- Provided records:
◆ ◆ ◆ ◆ ◆

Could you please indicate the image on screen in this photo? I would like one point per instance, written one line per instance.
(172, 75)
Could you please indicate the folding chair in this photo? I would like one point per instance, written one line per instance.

◆ ◆ ◆ ◆ ◆

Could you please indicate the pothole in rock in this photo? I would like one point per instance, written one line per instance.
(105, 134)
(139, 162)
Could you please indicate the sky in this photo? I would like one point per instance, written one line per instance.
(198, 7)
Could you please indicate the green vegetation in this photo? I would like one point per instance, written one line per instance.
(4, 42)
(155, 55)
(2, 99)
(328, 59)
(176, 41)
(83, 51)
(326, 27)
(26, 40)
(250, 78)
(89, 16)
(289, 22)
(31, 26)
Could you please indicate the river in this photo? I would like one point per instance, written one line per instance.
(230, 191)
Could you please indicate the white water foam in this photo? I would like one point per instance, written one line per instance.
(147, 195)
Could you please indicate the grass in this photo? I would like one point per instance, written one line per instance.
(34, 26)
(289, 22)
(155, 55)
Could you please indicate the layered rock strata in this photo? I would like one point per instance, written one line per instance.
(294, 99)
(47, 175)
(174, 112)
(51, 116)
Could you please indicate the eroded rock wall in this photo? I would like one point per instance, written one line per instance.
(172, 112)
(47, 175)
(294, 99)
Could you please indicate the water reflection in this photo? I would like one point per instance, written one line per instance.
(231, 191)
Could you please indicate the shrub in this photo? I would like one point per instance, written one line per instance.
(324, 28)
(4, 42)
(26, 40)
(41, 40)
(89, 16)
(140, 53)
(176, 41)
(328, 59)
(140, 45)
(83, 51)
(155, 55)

◆ ◆ ◆ ◆ ◆

- Task requirements:
Copy the rows from the line with "Could you please indicate the image" up to and including the line with "Could you please indicate the folding", keeping every word and character the same.

- Solution:
Could you please indicate the image on screen in this photo? I would like one point per instance, written one line per instance.
(172, 75)
Could you please indicate the folding chair in this photo? I would like one point per instance, written one line per instance.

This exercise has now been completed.